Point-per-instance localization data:
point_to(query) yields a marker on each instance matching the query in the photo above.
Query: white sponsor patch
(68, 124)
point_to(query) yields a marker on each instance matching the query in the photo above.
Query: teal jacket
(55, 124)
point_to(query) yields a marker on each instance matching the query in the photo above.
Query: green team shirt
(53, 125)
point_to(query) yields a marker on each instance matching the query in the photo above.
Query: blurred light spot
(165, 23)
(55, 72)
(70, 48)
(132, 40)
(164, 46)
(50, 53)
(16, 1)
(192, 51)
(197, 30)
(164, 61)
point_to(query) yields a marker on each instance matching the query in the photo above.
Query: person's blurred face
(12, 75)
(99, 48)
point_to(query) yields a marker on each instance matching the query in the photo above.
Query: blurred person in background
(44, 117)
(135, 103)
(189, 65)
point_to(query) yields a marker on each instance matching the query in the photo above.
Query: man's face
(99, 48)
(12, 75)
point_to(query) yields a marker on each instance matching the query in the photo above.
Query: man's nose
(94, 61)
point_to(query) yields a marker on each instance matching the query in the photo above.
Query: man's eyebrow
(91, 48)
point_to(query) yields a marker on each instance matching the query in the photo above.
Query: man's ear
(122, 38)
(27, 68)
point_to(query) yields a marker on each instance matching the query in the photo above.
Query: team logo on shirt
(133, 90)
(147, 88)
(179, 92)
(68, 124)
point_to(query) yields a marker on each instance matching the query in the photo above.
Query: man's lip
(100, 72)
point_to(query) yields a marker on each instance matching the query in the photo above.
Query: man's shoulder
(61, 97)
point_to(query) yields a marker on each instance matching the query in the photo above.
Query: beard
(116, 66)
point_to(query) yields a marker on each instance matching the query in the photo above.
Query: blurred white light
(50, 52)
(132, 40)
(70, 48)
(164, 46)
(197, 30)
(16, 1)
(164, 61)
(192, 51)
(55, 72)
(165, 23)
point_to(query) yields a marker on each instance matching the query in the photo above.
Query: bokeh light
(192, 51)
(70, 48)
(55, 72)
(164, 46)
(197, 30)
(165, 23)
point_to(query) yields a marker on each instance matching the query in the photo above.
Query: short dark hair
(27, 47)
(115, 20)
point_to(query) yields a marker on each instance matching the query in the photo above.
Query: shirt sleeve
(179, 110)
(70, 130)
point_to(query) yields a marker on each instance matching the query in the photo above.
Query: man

● **WORK REQUEST**:
Take the entries above and transcribe them in full.

● **RESPONSE TO THIS TASK**:
point_to(query) yields a marker on each instance matching the query in the photo above.
Query: white sponsor patch
(68, 124)
point_to(query) yields a marker on each instance matching the query in the photo above.
Query: teal jacket
(55, 124)
point_to(query) yields a marker on each instance matching the query in the photo above.
Query: green team shirt
(53, 125)
point_to(query) yields a marker on each instance matching the query in the photo above.
Query: blurred light spot
(165, 23)
(55, 72)
(70, 48)
(132, 40)
(164, 46)
(50, 53)
(16, 1)
(192, 51)
(197, 30)
(164, 61)
point_to(query) yields a marker on each instance matching the query in the photo above.
Query: person's blurred face
(12, 75)
(99, 48)
point_to(query) yields a marker on each instance matching the query in the photo above.
Query: blurred person in background
(44, 117)
(135, 103)
(189, 65)
point_to(query) yields a marker on each instance matching the query in the photo above.
Query: man's face
(99, 48)
(12, 75)
point_to(query) yields a marker on each instance matching the query in the photo above.
Query: man's nose
(94, 61)
point_to(query) yields a marker on each instance matching the query in the photo above.
Query: man's eyebrow
(91, 48)
point_to(query) yields a marker on each instance matching the query in the photo above.
Query: man's ear
(122, 38)
(27, 68)
point_to(query) yields a marker on each instance matching the query in the photo above.
Query: team logo on shirt
(133, 90)
(147, 88)
(179, 92)
(68, 124)
point_to(query) yields a marker on each instance matching the query in the photo above.
Query: man's lip
(100, 72)
point_to(query) yields a marker on each instance matching the query in the photo above.
Query: man's shoulder
(61, 97)
point_to(query) yields a marker on each instance matching the query in the photo above.
Query: beard
(116, 66)
point_to(query) yields a marker on each instance matching the query in the photo above.
Query: blurred white light
(50, 52)
(132, 40)
(70, 48)
(164, 46)
(197, 30)
(16, 1)
(164, 61)
(192, 51)
(55, 72)
(165, 23)
point_to(query) yields a marker on each instance matching the query in the photo above.
Query: bokeh light
(192, 51)
(70, 48)
(55, 72)
(164, 46)
(197, 30)
(165, 23)
point_to(query) yields a marker on each instance matching the query in the photo above.
Query: short dark hair
(27, 47)
(115, 20)
point_to(query) yields a marker on each instance matching the query in the photo above.
Query: shirt sleeve
(179, 110)
(70, 130)
point_to(query) yields a marker on each instance matching the query in the photo above.
Query: man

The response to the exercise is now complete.